Stated goal. Please print every line of the material below without any change, leaving out the pictures.

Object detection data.
════════════════
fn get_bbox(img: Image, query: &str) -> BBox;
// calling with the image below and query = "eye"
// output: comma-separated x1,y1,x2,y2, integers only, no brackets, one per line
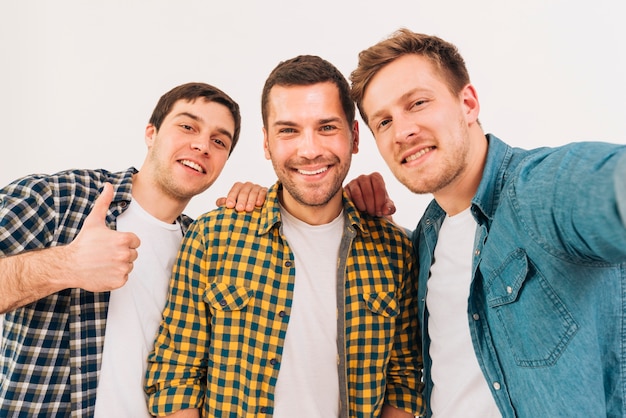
213,138,230,149
413,100,426,107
════════════════
Correct answer.
fn get_bbox(img: Image, query: &str) -> BBox;
// calling with the image below and query = "eye"
// output: comma-separated x1,y1,x2,y2, integers only, no brackets, one per line
213,138,230,149
413,100,426,107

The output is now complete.